Next is the Bird’s Nest tool. How this works is when you have a bird’s nest, rather than attempt to remove the hoop – with the nest refusing to let go – and doink up your machine’s timing while you’re at it, you use this long hook to reach under the hoop and lift the stabilizer away from the machine. Then use the long blade to get under there and slice the nesty threads. Then you can remove the hoop safely and clean it up. It comes in a handy zipper case with an extra blade and blade cover. Of course, I’ve never had a bird’s nest happen to me so I don’t know why I bought it. HA! I wish! Plus, it doubles as a weapon if needed or I can remove my appendix. Money.
I’ve wanted these little Hoop Guards for a while. Have you ever embroidered a newborn Onesie? Absolute miserable experience. Nuff said.
I’ve looked around for an off-brand version of this Print & Stick Target Paper and haven’t found it. This makes life so much easier when hooping. I usually print out my design on regular paper and then pin or use spray adhesive to adhere it to the item I’m hooping. That method has a success factor of like 50% or less for me on hard-to-hoop items because inevitably, the paper comes off or I poke myself. The tack on this paper is great and it doesn’t leave any residue when you lift it off. They call it paper but it’s really like a lightweight sticky interfacing that bends along with the item it is stuck to and seriously stays put. You can use the printed paper many times over and over (that’s redundant I know but it’s important so I’m leaving it). You print your design on this paper using your regular printer, cut it out and then stick it to your item and hoop your item as usual. Since the paper is stuck firmly to the item, you can be exactly sure you’ve centered your design where you want it in the hoop. This is especially helpful for big designs that require multiple hoopings like up the leg of a pair of jeans. Then you load your hoop into the machine, make sure your needle is coming down exactly on center and remove the sticky paper. Playing with this stuff at the seminar, I really found the value in it for me.

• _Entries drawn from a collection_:
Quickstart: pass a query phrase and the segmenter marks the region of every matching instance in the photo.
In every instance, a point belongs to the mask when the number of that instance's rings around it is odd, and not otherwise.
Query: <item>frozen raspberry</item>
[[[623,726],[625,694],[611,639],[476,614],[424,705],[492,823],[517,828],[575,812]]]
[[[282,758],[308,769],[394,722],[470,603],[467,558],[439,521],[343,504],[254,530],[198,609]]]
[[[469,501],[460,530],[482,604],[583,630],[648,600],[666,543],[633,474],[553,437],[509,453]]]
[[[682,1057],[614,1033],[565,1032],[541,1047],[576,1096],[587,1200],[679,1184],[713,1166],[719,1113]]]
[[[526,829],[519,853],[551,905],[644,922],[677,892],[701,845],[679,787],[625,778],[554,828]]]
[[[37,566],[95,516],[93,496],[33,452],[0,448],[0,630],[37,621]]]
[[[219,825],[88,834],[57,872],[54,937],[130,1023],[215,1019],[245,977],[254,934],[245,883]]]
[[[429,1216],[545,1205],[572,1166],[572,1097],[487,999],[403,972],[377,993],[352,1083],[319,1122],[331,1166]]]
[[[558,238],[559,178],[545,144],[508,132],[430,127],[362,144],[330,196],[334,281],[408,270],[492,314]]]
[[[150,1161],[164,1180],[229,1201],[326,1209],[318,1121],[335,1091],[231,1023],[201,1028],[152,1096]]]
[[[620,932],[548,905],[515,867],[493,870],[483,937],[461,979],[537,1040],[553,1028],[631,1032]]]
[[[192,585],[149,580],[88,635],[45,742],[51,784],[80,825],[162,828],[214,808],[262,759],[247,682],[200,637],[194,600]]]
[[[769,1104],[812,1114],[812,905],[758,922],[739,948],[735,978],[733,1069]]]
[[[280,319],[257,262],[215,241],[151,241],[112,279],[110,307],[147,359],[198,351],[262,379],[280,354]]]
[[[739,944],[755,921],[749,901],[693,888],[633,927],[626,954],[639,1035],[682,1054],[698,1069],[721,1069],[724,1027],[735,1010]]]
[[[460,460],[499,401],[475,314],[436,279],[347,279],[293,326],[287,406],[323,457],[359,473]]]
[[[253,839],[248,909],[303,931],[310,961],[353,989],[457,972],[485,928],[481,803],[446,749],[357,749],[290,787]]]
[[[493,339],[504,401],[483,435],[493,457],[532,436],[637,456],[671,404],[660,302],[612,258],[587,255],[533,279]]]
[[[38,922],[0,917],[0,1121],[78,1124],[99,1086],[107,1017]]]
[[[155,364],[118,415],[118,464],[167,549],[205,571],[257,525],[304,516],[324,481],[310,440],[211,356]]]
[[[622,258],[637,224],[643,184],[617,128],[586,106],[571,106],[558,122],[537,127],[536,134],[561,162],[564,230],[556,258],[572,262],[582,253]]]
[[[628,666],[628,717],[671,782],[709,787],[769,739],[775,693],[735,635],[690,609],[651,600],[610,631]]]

• _LIST OF TASKS_:
1. Reproduce everything in the embroidery tools passage from "Next is the" down to "experience. Nuff said.".
2. Answer these questions from the embroidery tools passage.
(a) What comes in the zipper case along with the Bird's Nest tool?
(b) What item does the writer call an absolute miserable experience to embroider?
(c) What success rate does the writer give for printing on regular paper and pinning or spraying it onto hard-to-hoop items?
The lines are not needed for anything here.

• _NUMBERED RESPONSES_:
1.
Next is the Bird’s Nest tool. How this works is when you have a bird’s nest, rather than attempt to remove the hoop – with the nest refusing to let go – and doink up your machine’s timing while you’re at it, you use this long hook to reach under the hoop and lift the stabilizer away from the machine. Then use the long blade to get under there and slice the nesty threads. Then you can remove the hoop safely and clean it up. It comes in a handy zipper case with an extra blade and blade cover. Of course, I’ve never had a bird’s nest happen to me so I don’t know why I bought it. HA! I wish! Plus, it doubles as a weapon if needed or I can remove my appendix. Money.
I’ve wanted these little Hoop Guards for a while. Have you ever embroidered a newborn Onesie? Absolute miserable experience. Nuff said.

2.
(a) An extra blade and a blade cover.
(b) A newborn Onesie.
(c) Like 50% or less.